**Data extract:**
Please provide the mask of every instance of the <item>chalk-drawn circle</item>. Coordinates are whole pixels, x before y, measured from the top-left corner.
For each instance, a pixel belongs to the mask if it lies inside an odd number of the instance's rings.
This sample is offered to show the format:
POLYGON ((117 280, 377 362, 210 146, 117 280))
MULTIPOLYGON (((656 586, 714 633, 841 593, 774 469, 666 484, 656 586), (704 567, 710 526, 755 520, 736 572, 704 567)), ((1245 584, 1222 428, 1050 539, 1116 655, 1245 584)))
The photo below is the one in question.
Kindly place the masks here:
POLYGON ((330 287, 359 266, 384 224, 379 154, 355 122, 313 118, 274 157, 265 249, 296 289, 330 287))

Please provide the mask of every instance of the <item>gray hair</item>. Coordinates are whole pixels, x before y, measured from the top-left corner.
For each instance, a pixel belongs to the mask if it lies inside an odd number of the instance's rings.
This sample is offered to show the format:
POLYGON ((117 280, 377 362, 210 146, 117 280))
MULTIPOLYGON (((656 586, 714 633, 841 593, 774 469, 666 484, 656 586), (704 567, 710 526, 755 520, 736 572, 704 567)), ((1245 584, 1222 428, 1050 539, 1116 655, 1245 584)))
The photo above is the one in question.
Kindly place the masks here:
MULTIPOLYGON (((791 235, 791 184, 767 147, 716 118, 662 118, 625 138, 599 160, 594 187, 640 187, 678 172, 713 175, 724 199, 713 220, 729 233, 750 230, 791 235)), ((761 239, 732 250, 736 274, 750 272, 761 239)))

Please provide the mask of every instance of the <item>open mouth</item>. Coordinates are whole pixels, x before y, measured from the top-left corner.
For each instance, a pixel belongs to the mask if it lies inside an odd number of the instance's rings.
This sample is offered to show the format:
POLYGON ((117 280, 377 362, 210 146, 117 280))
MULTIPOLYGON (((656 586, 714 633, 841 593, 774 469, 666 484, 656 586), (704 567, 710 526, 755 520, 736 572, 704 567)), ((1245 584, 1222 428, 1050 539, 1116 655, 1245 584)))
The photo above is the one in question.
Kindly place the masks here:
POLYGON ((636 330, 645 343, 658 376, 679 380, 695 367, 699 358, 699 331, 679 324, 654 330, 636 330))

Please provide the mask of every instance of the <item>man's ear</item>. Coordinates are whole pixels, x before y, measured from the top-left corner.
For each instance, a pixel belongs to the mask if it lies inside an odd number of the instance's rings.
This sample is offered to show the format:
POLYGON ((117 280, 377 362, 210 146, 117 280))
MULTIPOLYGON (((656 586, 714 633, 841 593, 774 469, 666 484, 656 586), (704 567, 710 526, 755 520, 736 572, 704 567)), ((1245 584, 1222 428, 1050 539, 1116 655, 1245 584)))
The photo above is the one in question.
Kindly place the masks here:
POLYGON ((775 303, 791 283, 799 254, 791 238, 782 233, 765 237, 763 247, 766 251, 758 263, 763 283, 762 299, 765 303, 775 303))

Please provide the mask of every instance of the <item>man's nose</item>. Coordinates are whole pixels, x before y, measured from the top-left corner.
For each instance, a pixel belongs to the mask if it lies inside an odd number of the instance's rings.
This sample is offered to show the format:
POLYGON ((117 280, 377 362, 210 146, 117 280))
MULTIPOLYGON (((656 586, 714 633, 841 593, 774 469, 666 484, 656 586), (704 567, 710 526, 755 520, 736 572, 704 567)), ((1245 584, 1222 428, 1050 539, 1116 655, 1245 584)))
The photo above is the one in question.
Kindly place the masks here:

**Required work:**
Reproduce all of the material above word for word, without any changes.

**Completed exercise:**
Please provide the mask of every instance of the <item>chalk-drawn circle</item>. Coordinates are whole pixels, x before y, measured from the top-left corner.
For each instance, a pixel belongs to the mask if it lies inside an odd number of the instance's rings.
This sample is offered to show the format:
POLYGON ((117 280, 377 362, 210 146, 117 280))
MULTIPOLYGON (((656 586, 714 633, 841 593, 774 469, 666 484, 656 586), (704 567, 710 526, 755 520, 736 572, 704 567)), ((1245 584, 1222 428, 1050 539, 1116 655, 1245 584)))
The photo below is the one in question.
Kindly place the masks here:
POLYGON ((330 287, 359 266, 384 224, 379 154, 355 122, 313 118, 274 157, 265 249, 296 289, 330 287))

Please provide the mask of every instance of the <item>gray hair</item>. Coordinates are whole pixels, x before y, measured from the top-left corner.
For each instance, a pixel belongs to the mask if it lies inside an odd number of the instance's rings.
This sample is offered to show the format:
POLYGON ((117 280, 377 362, 210 146, 117 280))
MULTIPOLYGON (((656 586, 714 633, 841 593, 774 469, 666 484, 656 586), (704 567, 710 526, 755 520, 736 572, 704 567)), ((1245 584, 1222 428, 1050 539, 1116 655, 1245 584)))
The photo above is the one in question.
Kindly place the masks here:
MULTIPOLYGON (((791 235, 791 184, 767 147, 716 118, 662 118, 625 138, 599 160, 594 187, 640 187, 678 172, 713 175, 724 199, 713 220, 729 233, 750 230, 791 235)), ((761 239, 732 250, 736 274, 750 272, 761 239)))

Please provide the mask of every instance of the <item>open mouth</item>. Coordinates are whole pixels, x before y, measured from the top-left corner.
For each instance, a pixel belongs to the mask if it lies inside an odd number of the instance's rings.
This sample is offered to show the format:
POLYGON ((117 280, 377 362, 210 146, 117 280))
MULTIPOLYGON (((656 586, 714 633, 841 593, 774 469, 666 484, 656 586), (704 567, 710 526, 755 520, 736 572, 704 567)), ((1245 584, 1222 428, 1050 539, 1116 655, 1245 584)))
The photo above is the one in question.
Kindly place the masks here:
POLYGON ((636 330, 645 343, 658 376, 679 380, 695 367, 699 358, 699 331, 679 324, 654 330, 636 330))

Please provide the mask of every instance of the <item>man's ear</item>. Coordinates are whole pixels, x before y, measured from the top-left corner.
For each instance, a pixel belongs to the mask if it lies inside an odd number of the instance's rings.
This sample is offered to show the format:
POLYGON ((117 280, 377 362, 210 146, 117 280))
MULTIPOLYGON (((656 586, 714 633, 841 593, 774 469, 666 484, 656 586), (704 567, 710 526, 755 520, 736 572, 704 567)), ((1245 584, 1222 428, 1050 539, 1116 655, 1245 584)))
The photo above is the one in question.
Kindly place the masks here:
POLYGON ((775 303, 791 283, 799 254, 791 238, 782 233, 765 237, 763 247, 766 251, 758 263, 763 283, 762 299, 765 303, 775 303))

Please provide the mask of every instance of the <item>man's nose</item>. Coordinates are whole pixels, x before y, measured from the top-left corner.
For each instance, a pixel belongs to the mask if it lies inside an odd number of the instance's rings.
This sample is offered to show the format:
POLYGON ((117 280, 377 362, 210 146, 117 280))
MULTIPOLYGON (((656 586, 714 633, 841 593, 774 469, 666 484, 656 586), (704 567, 710 526, 755 520, 736 572, 704 567)), ((1245 584, 1222 428, 1050 539, 1116 655, 1245 584)))
The photo above is the one in question.
Kindly place the masks here:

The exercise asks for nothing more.